**Extracted text**
Start of Block

Why Al Qaeda Wants a Safe Haven

Take it from someone who has spent the last half-decade studying terrorist plots: A homeless al Qaeda is the best guarantee against large-scale attacks.

As deliberations about the Obama administration's strategic direction in Afghanistan unfold, the White House is weighing whether al Qaeda, in fact, needs an Afghan safe haven -- an expanse of land under the protection of the Taliban -- to reconstitute its capability to attack the United States. Many noted scholars doubt it. In a recent Washington Post op-ed, Council on Foreign Relations President Richard Haass bluntly stated, "Al Qaeda does not require Afghan real estate to constitute a regional or global threat."

He's wrong. Although the group has been significantly weakened since late 2001, the only chance al Qaeda has of rebuilding its capability to conduct a large-scale terrorist operation against the United States is under the Taliban's umbrella of protection.

Objections like Haass's are rooted in the following arguments: that terrorists don't need physical space because they can plot online; that the London and Madrid bombings prove deadly attacks can be planned in restrictive, Western, urban locations under the noses of local security services; and that denying terrorists one safe haven will simply compel them to move to another lawless region.

I spent five years as a counterterrorism analyst for the Pentagon and rigorously studied plots from Madrid to London to 9/11. The above arguments may have merit in a piecemeal or abstract sense, but fall apart in the specific case of what we all dread: a large-scale, al Qaeda operation aimed at the United States.

It is certainly true, for example, that terrorist groups can accomplish much online. Individuals can maintain contact with groups via chat rooms, money can be transferred over the Web (if done with extreme caution), and plotters can download items like instruction manuals for bomb-making, photographs of potential targets, and even blueprints for particular buildings.

But all the e-mail accounts, chat rooms, and social media available will never account for the human touch. There is simply no substitute for the trust and confidence built by physically meeting, jointly conceiving, and then training together for a large-scale, complex operation on the other side of the world.

End of Block

Referring expression pointing data
Start of Block

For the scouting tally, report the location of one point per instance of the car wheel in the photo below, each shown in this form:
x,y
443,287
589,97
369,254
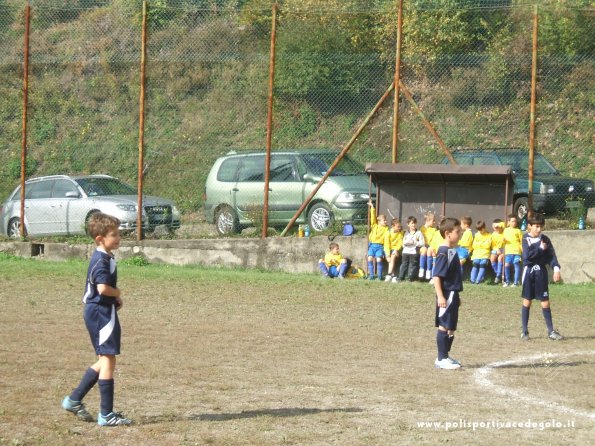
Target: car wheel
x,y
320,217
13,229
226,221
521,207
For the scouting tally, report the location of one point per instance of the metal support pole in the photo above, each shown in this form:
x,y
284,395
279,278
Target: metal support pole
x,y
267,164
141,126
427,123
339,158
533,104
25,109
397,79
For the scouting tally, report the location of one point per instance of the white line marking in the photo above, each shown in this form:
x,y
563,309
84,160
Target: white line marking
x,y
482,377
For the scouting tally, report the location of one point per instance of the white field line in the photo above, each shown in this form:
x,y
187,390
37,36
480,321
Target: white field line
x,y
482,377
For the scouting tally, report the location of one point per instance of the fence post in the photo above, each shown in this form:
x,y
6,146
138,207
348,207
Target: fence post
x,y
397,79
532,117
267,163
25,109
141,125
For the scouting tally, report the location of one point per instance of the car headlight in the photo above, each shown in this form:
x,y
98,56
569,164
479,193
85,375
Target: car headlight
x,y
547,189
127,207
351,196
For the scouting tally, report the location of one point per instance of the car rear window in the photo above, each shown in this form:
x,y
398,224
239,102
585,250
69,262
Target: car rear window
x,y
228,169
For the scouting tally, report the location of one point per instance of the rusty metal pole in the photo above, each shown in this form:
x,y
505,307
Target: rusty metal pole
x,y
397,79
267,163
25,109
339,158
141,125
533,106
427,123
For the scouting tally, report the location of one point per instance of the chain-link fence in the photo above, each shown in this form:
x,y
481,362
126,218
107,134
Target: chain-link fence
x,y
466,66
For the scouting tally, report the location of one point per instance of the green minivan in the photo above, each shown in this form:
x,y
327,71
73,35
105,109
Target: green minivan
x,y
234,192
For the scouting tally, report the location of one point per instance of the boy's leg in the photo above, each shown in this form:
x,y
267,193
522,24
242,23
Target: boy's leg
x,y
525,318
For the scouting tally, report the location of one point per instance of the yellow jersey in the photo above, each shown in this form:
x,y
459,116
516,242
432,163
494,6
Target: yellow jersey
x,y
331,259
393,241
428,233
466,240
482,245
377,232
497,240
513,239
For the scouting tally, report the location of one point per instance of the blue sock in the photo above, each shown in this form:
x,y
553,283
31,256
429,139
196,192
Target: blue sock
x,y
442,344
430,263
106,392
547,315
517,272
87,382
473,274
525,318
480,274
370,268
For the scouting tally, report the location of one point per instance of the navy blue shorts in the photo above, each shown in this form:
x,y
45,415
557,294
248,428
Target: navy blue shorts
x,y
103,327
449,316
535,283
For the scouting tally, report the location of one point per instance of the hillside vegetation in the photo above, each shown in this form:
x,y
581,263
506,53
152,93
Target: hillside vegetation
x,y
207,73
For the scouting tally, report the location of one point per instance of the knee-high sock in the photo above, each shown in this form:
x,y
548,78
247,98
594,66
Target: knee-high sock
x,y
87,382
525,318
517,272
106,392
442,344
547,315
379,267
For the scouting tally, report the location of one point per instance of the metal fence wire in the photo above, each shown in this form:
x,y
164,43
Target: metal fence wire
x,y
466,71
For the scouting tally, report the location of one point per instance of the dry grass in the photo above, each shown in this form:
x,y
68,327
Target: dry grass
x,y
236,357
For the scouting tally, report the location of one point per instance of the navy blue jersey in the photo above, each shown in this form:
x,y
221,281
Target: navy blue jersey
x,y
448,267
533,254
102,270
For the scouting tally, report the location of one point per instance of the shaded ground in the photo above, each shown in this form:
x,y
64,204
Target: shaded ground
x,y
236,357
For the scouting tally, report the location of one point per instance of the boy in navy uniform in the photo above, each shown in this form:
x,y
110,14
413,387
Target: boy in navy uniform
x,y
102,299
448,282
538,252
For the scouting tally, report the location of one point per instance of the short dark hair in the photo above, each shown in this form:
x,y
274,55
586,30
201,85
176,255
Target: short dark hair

End of Block

**Problem requirements**
Reproduce the full article on why al Qaeda wants a safe haven, word for word. Rely only on the article about al Qaeda's need for a safe haven.

**Task result**
Why Al Qaeda Wants a Safe Haven

Take it from someone who has spent the last half-decade studying terrorist plots: A homeless al Qaeda is the best guarantee against large-scale attacks.

As deliberations about the Obama administration's strategic direction in Afghanistan unfold, the White House is weighing whether al Qaeda, in fact, needs an Afghan safe haven -- an expanse of land under the protection of the Taliban -- to reconstitute its capability to attack the United States. Many noted scholars doubt it. In a recent Washington Post op-ed, Council on Foreign Relations President Richard Haass bluntly stated, "Al Qaeda does not require Afghan real estate to constitute a regional or global threat."

He's wrong. Although the group has been significantly weakened since late 2001, the only chance al Qaeda has of rebuilding its capability to conduct a large-scale terrorist operation against the United States is under the Taliban's umbrella of protection.

Objections like Haass's are rooted in the following arguments: that terrorists don't need physical space because they can plot online; that the London and Madrid bombings prove deadly attacks can be planned in restrictive, Western, urban locations under the noses of local security services; and that denying terrorists one safe haven will simply compel them to move to another lawless region.

I spent five years as a counterterrorism analyst for the Pentagon and rigorously studied plots from Madrid to London to 9/11. The above arguments may have merit in a piecemeal or abstract sense, but fall apart in the specific case of what we all dread: a large-scale, al Qaeda operation aimed at the United States.

It is certainly true, for example, that terrorist groups can accomplish much online. Individuals can maintain contact with groups via chat rooms, money can be transferred over the Web (if done with extreme caution), and plotters can download items like instruction manuals for bomb-making, photographs of potential targets, and even blueprints for particular buildings.

But all the e-mail accounts, chat rooms, and social media available will never account for the human touch. There is simply no substitute for the trust and confidence built by physically meeting, jointly conceiving, and then training together for a large-scale, complex operation on the other side of the world.